## [TRECHO DO DOCUMENTO]

★ ★ ★ ★ ★ ★ ★

Para espanto de quem transforma o skate no segundo esporte mais praticado no estado de São Paulo – e dos mais de três milhões de adeptos no País, segundo dados do IBGE – foi aprovado, no início de agosto, um projeto de lei municipal que pretende proibir a prática do esporte em espaços públicos na capital. A nova lei tem suscitado muitas polêmicas, mas ainda tramita na Assembleia Legislativa. Depende de nova votação e sanção do Prefeito Gilberto Kassab, para que passe a vigorar.
Em tempos de bicicletas e skates defendidos por muitos como alternativas de locomoção ecologicamente corretas nas grandes urbes, a tresloucada lei nos remete ao longínquo ano de 1988, quando o então prefeito, Jânio Quadros, baniu o skate da cidade e delegou a tarefa de monitorar o cumprimento da lei a Polícia Militar.
Naquele final de década, a áurea de marginalidade que rondava a prática do esporte era senso comum. Skate era “coisa de bandido” e, não raro, nas cercanias da Praça Roosevelt, da avenida Paulista e do Parque do Ibirapuera, era comum flagrar viaturas policiais repletas de “carrinhos” dentro dos famigerados camburões.

★ ★ ★ ★ ★ ★ ★

Uma sequência de linhas
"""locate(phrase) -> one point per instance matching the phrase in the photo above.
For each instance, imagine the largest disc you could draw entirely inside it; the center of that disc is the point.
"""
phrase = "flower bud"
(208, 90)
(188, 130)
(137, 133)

★ ★ ★ ★ ★ ★ ★

## [TAREFAS E EXERCÍCIOS]
1) Transcreva o trecho do texto sobre a proibição do skate em São Paulo que começa em "Para espanto de" e segue até "a Polícia Militar.".
2) Dê continuidade ao texto sobre a proibição do skate em São Paulo a partir do ponto em que ele termina.

## [RESPOSTAS]
1)
Para espanto de quem transforma o skate no segundo esporte mais praticado no estado de São Paulo – e dos mais de três milhões de adeptos no País, segundo dados do IBGE – foi aprovado, no início de agosto, um projeto de lei municipal que pretende proibir a prática do esporte em espaços públicos na capital. A nova lei tem suscitado muitas polêmicas, mas ainda tramita na Assembleia Legislativa. Depende de nova votação e sanção do Prefeito Gilberto Kassab, para que passe a vigorar.
Em tempos de bicicletas e skates defendidos por muitos como alternativas de locomoção ecologicamente corretas nas grandes urbes, a tresloucada lei nos remete ao longínquo ano de 1988, quando o então prefeito, Jânio Quadros, baniu o skate da cidade e delegou a tarefa de monitorar o cumprimento da lei a Polícia Militar.

2)
Sucessora de Jânio na cadeira municipal, a prefeita Luiza Erundina vetou a lei já nos primeiros dias de seu mandato. Veículos de imprensa da época, como o extinto Jornal da Tarde, exibiram fotos hilárias de uma descontraída Erundina equilibrada em um skate, seguida de manchetes alinhadas com o espírito do esporte, como “Prefeita radical”.
O skate vivia, então, seu segundo auge de popularidade entre os jovens brasileiros, e esboçava uma árdua guinada para o profissionalismo, com uma geração irreverente e abusada, que respondeu à lei de Jânio com a campanha, proliferada em adesivos e estampas de camisetas, Skate: Direito do Cidadão. Dever do Estado (veja imagem da época).
Esporte urbano ou mero vandalismo? Delinquência juvenil ou profissão milionária? Passadas quase quatro décadas desde o surgimento do skate no País, essas questões seguem nebulosas para muitos cidadãos alheios ao esporte.
Convém admitir que, para estes, o grande “vilão” da pranchinha sob quatro rodas é o street-style, modalidade de maior visibilidade, que aglomera o maior número de praticantes ao redor do mundo e se apropria de espaços públicos para, em meio a pedestres e automóveis, transformar muros, escadas e corrimões em obstáculos.
O contraponto a essa “invasão marginal”, de enorme impacto visual, é o skate vertical. Lado “bom moço” e espetacular do esporte, vez ou outra, ele invade a grade dominical de grandes emissoras, como a Rede Globo, em eventos como o X Games e Mega Rampa, que contam sempre com a apresentação de pratas da casa, como Bob Burnquist e Sandro Dias, o “Mineirinho”.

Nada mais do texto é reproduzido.